- **EXERCISE DESCRIPTION**
Look for "Can you see the mulch" in the listing below, then copy exactly the line it appears in and all lines after it to the end, and nothing more.

Dataset excerpt:

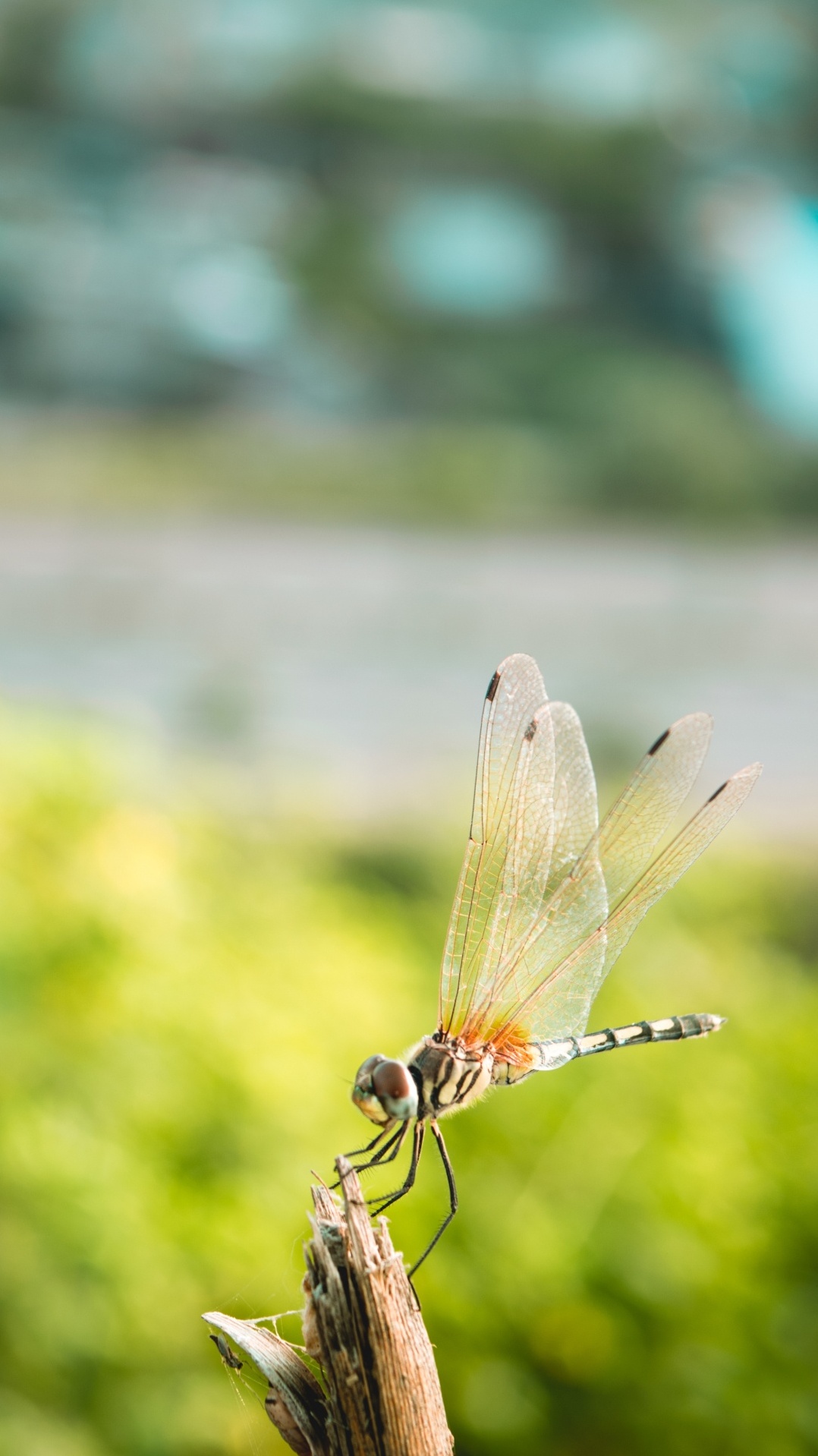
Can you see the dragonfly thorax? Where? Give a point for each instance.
(448, 1075)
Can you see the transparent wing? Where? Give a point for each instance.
(559, 1005)
(583, 886)
(511, 829)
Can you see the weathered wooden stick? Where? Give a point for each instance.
(366, 1332)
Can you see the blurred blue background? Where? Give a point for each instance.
(344, 350)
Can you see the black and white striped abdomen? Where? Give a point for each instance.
(552, 1054)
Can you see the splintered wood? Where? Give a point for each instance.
(367, 1335)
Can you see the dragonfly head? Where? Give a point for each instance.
(385, 1091)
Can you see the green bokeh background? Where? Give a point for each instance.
(187, 994)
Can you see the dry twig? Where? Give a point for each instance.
(364, 1330)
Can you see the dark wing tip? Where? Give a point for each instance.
(658, 743)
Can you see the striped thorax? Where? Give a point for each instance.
(448, 1075)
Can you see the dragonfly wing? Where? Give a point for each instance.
(574, 821)
(559, 1005)
(609, 865)
(511, 829)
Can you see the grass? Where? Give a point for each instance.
(184, 999)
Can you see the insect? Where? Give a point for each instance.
(548, 899)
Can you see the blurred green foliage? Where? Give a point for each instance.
(185, 994)
(640, 440)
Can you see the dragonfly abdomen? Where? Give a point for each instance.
(548, 1056)
(672, 1029)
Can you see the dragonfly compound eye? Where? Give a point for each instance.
(395, 1089)
(364, 1092)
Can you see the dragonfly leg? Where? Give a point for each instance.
(367, 1149)
(451, 1199)
(392, 1197)
(388, 1154)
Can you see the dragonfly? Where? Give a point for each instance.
(548, 899)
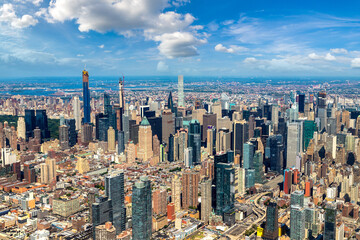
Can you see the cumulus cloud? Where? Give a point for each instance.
(178, 44)
(231, 49)
(8, 15)
(250, 60)
(175, 32)
(222, 48)
(355, 63)
(162, 67)
(327, 57)
(339, 50)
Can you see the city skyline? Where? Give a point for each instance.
(257, 39)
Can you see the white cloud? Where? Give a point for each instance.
(8, 15)
(339, 50)
(250, 60)
(329, 57)
(175, 32)
(231, 49)
(355, 63)
(222, 48)
(162, 67)
(178, 44)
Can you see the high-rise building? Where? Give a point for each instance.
(101, 212)
(86, 133)
(160, 201)
(301, 102)
(176, 192)
(297, 198)
(42, 123)
(30, 123)
(70, 123)
(225, 186)
(330, 222)
(168, 125)
(297, 222)
(111, 139)
(190, 185)
(105, 232)
(86, 97)
(248, 155)
(294, 143)
(194, 140)
(205, 187)
(64, 137)
(275, 152)
(77, 113)
(181, 91)
(114, 187)
(142, 210)
(145, 140)
(121, 142)
(271, 231)
(21, 128)
(258, 167)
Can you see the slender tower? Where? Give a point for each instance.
(86, 97)
(121, 93)
(180, 90)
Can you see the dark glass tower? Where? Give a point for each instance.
(114, 187)
(271, 231)
(42, 123)
(86, 97)
(30, 123)
(330, 223)
(194, 140)
(142, 210)
(101, 212)
(225, 175)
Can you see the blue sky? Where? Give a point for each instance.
(170, 37)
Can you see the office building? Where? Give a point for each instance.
(114, 188)
(86, 97)
(142, 210)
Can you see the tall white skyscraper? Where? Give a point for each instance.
(21, 130)
(294, 143)
(77, 113)
(181, 90)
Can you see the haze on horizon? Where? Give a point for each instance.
(169, 37)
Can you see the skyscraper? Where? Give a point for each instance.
(297, 223)
(180, 90)
(194, 140)
(271, 231)
(30, 123)
(121, 94)
(205, 187)
(330, 222)
(114, 187)
(142, 210)
(145, 140)
(294, 143)
(21, 128)
(77, 114)
(190, 185)
(176, 192)
(86, 97)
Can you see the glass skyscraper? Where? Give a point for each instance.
(195, 140)
(142, 210)
(114, 187)
(86, 97)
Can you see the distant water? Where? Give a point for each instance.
(51, 85)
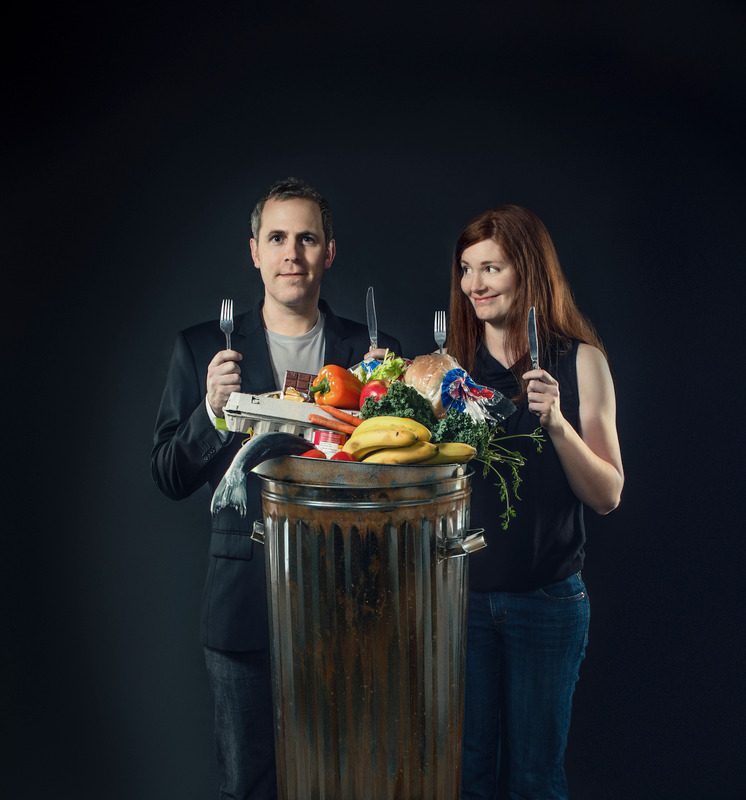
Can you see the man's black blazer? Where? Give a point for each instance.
(189, 453)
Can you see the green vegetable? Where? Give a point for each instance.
(388, 370)
(458, 426)
(400, 401)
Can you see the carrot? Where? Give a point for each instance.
(332, 424)
(350, 419)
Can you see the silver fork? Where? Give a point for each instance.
(440, 329)
(226, 321)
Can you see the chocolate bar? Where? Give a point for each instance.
(300, 381)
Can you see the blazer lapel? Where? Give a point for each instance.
(250, 340)
(338, 350)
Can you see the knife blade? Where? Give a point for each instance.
(370, 310)
(533, 339)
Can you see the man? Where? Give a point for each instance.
(289, 328)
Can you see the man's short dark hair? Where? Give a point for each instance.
(291, 189)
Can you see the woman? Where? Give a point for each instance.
(528, 607)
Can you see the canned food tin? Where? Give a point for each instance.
(329, 442)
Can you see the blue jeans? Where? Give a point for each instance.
(244, 723)
(523, 654)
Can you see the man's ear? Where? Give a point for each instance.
(331, 251)
(254, 254)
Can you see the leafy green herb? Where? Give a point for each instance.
(388, 370)
(457, 426)
(400, 401)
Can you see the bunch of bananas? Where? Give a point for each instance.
(398, 440)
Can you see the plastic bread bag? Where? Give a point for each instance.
(441, 380)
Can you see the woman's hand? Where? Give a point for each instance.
(543, 398)
(590, 456)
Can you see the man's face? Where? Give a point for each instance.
(290, 252)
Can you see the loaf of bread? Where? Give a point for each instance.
(426, 374)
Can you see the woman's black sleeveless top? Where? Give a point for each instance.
(544, 541)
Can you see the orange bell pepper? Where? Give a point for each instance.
(336, 386)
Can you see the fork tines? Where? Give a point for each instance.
(226, 321)
(440, 329)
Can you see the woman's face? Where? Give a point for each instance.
(488, 280)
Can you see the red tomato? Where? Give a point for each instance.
(374, 389)
(314, 453)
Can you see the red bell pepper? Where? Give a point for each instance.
(375, 389)
(336, 386)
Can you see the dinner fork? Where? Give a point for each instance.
(226, 321)
(440, 329)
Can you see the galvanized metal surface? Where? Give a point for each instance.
(367, 627)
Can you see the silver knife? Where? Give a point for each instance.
(370, 310)
(533, 339)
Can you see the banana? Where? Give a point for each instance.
(422, 433)
(361, 443)
(414, 454)
(452, 453)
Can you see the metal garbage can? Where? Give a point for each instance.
(367, 591)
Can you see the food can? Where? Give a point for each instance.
(329, 442)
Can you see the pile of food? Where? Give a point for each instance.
(422, 412)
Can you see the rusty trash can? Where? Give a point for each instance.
(367, 591)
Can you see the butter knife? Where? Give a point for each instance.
(370, 310)
(533, 339)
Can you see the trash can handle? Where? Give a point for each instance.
(455, 548)
(257, 534)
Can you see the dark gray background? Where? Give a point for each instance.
(136, 143)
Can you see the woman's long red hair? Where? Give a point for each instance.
(526, 244)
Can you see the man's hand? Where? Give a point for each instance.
(223, 377)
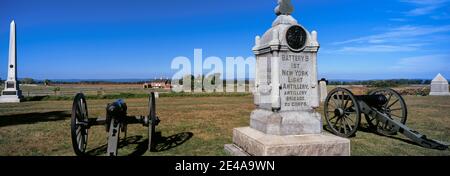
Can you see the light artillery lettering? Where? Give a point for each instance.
(295, 86)
(295, 58)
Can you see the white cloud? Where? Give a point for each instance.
(424, 7)
(427, 63)
(398, 34)
(378, 48)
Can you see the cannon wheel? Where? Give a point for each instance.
(152, 121)
(395, 108)
(342, 112)
(79, 124)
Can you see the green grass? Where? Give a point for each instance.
(136, 95)
(43, 127)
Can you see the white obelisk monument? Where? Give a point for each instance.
(286, 121)
(439, 86)
(11, 92)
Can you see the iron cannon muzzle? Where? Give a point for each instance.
(116, 110)
(377, 100)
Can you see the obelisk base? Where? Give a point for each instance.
(249, 141)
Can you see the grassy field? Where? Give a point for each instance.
(192, 126)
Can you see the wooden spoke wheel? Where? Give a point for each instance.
(79, 124)
(394, 108)
(342, 112)
(152, 120)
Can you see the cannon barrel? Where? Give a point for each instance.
(117, 108)
(377, 100)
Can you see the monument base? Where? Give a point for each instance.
(287, 122)
(248, 141)
(11, 96)
(439, 94)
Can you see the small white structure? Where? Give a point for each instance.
(12, 93)
(439, 86)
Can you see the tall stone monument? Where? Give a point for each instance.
(439, 86)
(323, 89)
(286, 95)
(12, 93)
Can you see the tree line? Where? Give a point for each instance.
(382, 83)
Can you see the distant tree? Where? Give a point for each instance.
(56, 89)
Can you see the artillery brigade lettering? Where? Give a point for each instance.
(294, 81)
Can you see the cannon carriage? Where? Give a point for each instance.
(384, 110)
(115, 122)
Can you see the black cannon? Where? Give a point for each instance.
(384, 110)
(116, 121)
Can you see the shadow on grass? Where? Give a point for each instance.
(35, 98)
(365, 128)
(373, 131)
(161, 144)
(31, 118)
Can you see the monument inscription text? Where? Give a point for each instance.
(295, 81)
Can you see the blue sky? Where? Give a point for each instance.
(101, 39)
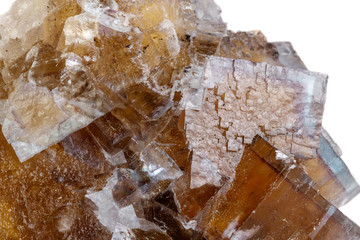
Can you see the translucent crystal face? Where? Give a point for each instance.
(149, 120)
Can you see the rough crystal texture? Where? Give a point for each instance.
(149, 120)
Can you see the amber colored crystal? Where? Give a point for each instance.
(150, 120)
(266, 200)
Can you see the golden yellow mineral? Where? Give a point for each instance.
(125, 119)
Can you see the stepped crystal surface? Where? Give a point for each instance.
(150, 120)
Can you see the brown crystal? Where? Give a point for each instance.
(149, 120)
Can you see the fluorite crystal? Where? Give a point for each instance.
(150, 120)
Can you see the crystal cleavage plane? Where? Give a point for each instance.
(150, 120)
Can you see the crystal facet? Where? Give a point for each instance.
(150, 120)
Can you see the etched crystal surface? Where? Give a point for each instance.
(150, 120)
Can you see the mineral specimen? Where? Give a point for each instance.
(150, 120)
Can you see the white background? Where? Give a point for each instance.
(326, 35)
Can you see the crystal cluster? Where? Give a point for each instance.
(142, 119)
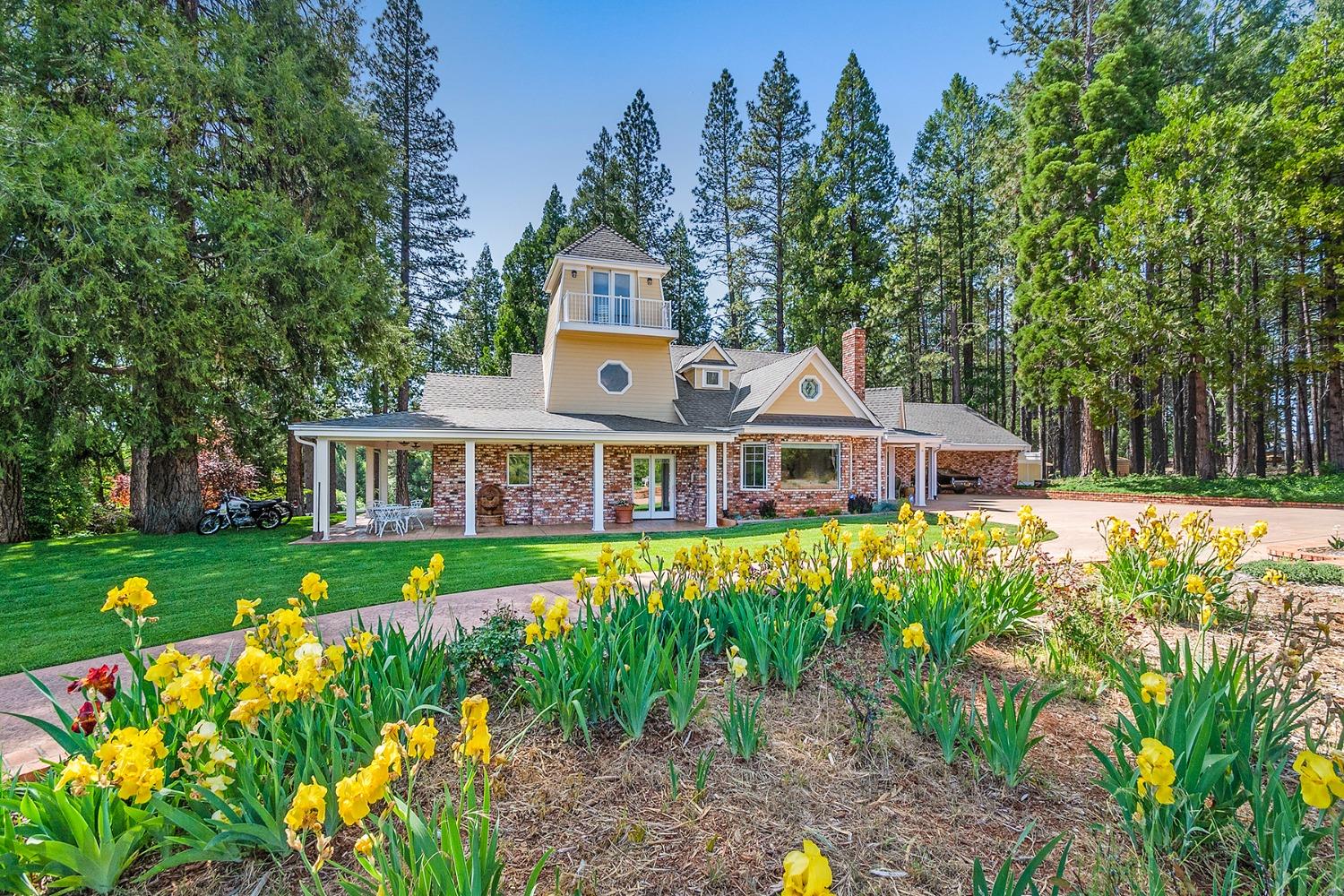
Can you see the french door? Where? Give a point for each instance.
(653, 476)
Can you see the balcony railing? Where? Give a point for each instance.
(617, 311)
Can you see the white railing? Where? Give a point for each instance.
(616, 311)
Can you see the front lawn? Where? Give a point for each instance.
(51, 591)
(1327, 487)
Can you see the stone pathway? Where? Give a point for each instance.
(24, 745)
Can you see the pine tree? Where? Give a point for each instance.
(470, 340)
(524, 304)
(597, 201)
(645, 182)
(685, 287)
(715, 220)
(427, 207)
(857, 177)
(776, 145)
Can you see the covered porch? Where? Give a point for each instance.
(909, 461)
(532, 482)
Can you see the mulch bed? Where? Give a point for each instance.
(892, 817)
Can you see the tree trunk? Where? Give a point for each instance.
(1093, 449)
(172, 500)
(13, 524)
(1072, 435)
(295, 471)
(1136, 425)
(139, 484)
(1206, 466)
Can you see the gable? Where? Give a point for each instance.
(830, 402)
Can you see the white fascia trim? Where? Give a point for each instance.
(618, 328)
(367, 435)
(809, 430)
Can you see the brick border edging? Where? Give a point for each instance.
(1182, 498)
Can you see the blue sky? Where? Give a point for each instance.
(529, 85)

- **SOLVED EXERCISE**
Can you see the mulch bed? Where? Give a point for each instance.
(892, 817)
Can you see the tree trunk? Where? Give a point for each instance.
(1093, 449)
(172, 500)
(13, 524)
(1072, 435)
(295, 471)
(1136, 425)
(139, 484)
(1206, 466)
Can you see the gable? Where? Give a point for each instance.
(830, 402)
Can you see the white fascia trim? Where? Give a point for each instance.
(618, 328)
(367, 435)
(809, 430)
Can you see the brick border edging? Where? Give a point for each instance.
(1182, 498)
Can you see the blue sky? Where? Give a point for each instance.
(529, 85)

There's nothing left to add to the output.